Written problem A: Copy the records exactly, from their start up to and including the line containing "450 220 L 427", and leave the pictures out of your answer.

Text to read:
MapReduce example - hadoop

I was reading about mapreduce and I was wondering about a particular scenario. Let's say we have a few files (fileA, fileB, fileC for example), each consisting of multiple integers. If we wanted to sort the numbers from all the files to create something like this:
23 fileA
34 fileB
35 fileA
60 fileA
60 fileC
how would the map and reduce process work?
Currently, this is what I have but it is not quite correct;
(fileName, fileContent) -> (map to) (Number, fileName)
sort the temporary key,value pairs and get
(Number, (list of){fileName1, fileName2...})
Reduce the temporary pairs and get
(Number, fileName1)
(Number, fileName2)
and so on
The problem is that during the sorting phase, the filenames may not be be in alphabetical order and so the reduce part will not generate a correct output. Could someone provide some insight as to the correct approach for this scenario?

The best way to achieve this is through secondary sort. You need to sort both keys (in your case numbers) and values (in your case file names). In Hadoop, the mapper output is only sorted on keys.

Dataset records:
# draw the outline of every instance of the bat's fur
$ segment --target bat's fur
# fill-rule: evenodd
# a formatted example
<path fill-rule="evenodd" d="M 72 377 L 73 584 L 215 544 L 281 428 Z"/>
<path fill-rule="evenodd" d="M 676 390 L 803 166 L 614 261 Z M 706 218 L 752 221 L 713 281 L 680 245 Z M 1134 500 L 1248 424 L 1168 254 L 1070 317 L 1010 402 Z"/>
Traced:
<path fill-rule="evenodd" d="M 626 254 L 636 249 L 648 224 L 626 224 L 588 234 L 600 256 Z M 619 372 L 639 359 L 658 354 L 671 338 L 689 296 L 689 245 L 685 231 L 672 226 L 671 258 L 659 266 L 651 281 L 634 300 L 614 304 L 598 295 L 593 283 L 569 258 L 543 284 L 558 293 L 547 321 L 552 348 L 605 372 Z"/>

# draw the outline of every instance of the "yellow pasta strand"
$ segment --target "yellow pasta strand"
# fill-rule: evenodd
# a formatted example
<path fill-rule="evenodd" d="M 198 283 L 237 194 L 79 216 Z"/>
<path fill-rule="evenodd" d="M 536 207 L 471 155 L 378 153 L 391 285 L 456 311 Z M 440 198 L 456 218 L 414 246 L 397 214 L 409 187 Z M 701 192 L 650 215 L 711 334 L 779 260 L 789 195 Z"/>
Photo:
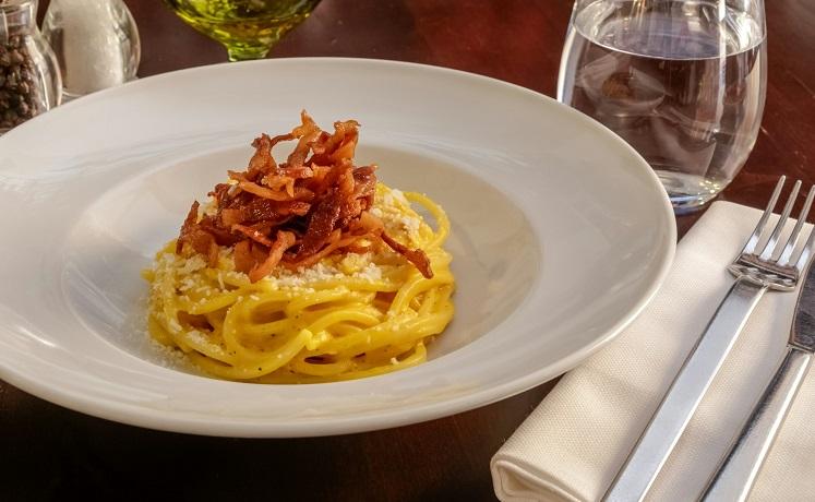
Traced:
<path fill-rule="evenodd" d="M 450 220 L 427 195 L 403 196 L 382 183 L 374 207 L 388 235 L 427 253 L 432 278 L 383 250 L 328 256 L 310 270 L 278 271 L 251 284 L 235 272 L 228 250 L 211 268 L 200 256 L 176 255 L 170 242 L 144 273 L 152 285 L 151 334 L 209 374 L 259 383 L 351 380 L 421 363 L 426 345 L 454 313 L 451 255 L 442 248 Z"/>

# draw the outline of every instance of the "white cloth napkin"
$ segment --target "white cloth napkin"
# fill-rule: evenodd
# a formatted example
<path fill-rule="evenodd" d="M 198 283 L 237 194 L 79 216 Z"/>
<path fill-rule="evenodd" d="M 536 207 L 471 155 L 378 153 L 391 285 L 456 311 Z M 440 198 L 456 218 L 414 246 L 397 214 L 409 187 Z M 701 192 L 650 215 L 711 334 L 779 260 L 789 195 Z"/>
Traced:
<path fill-rule="evenodd" d="M 570 371 L 492 458 L 503 501 L 596 501 L 732 284 L 726 265 L 760 212 L 717 202 L 676 249 L 645 311 Z M 767 292 L 647 500 L 695 500 L 781 360 L 795 292 Z M 807 375 L 751 501 L 815 501 L 815 372 Z"/>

Written problem B:
Answer these about the MapReduce thread, one per line:
(i) Which file names are given as examples?
(ii) What approach does the reply recommend?
(iii) In Hadoop, what is the mapper output sorted on?

Finished answer A:
# draw the outline of every instance of the bat's fur
$ segment --target bat's fur
# fill-rule: evenodd
# a formatted example
<path fill-rule="evenodd" d="M 72 377 L 73 584 L 215 544 L 281 428 Z"/>
<path fill-rule="evenodd" d="M 676 390 L 803 166 L 614 261 Z M 706 218 L 752 221 L 713 281 L 680 245 Z M 1134 500 L 1248 424 L 1168 254 L 1070 317 L 1010 402 Z"/>
Traced:
<path fill-rule="evenodd" d="M 626 254 L 636 249 L 648 224 L 626 224 L 588 234 L 600 256 Z M 619 372 L 639 359 L 658 354 L 671 338 L 689 296 L 689 245 L 685 231 L 672 226 L 671 258 L 659 266 L 651 281 L 634 300 L 614 304 L 598 295 L 593 283 L 569 258 L 543 284 L 558 293 L 547 321 L 552 348 L 605 372 Z"/>

# draw the outline of every instance of the "yellow pasta strand"
$ segment --target "yellow pasta strand"
# fill-rule: evenodd
# a formatted example
<path fill-rule="evenodd" d="M 198 283 L 237 194 L 79 216 Z"/>
<path fill-rule="evenodd" d="M 536 207 L 471 155 L 378 153 L 391 285 L 456 311 Z M 440 198 L 456 218 L 414 246 L 397 214 L 409 187 Z M 701 192 L 650 215 L 711 334 L 779 260 L 789 195 Z"/>
Photo:
Traced:
<path fill-rule="evenodd" d="M 450 220 L 427 195 L 403 196 L 382 183 L 374 207 L 388 235 L 427 253 L 432 278 L 383 250 L 328 256 L 310 270 L 278 271 L 251 284 L 235 272 L 228 250 L 211 268 L 200 256 L 176 255 L 170 242 L 144 273 L 152 285 L 151 334 L 209 374 L 259 383 L 351 380 L 421 363 L 426 345 L 454 313 L 451 255 L 442 248 Z"/>

Finished answer B:
(i) fileA, fileB and fileC
(ii) Secondary sort
(iii) Only on keys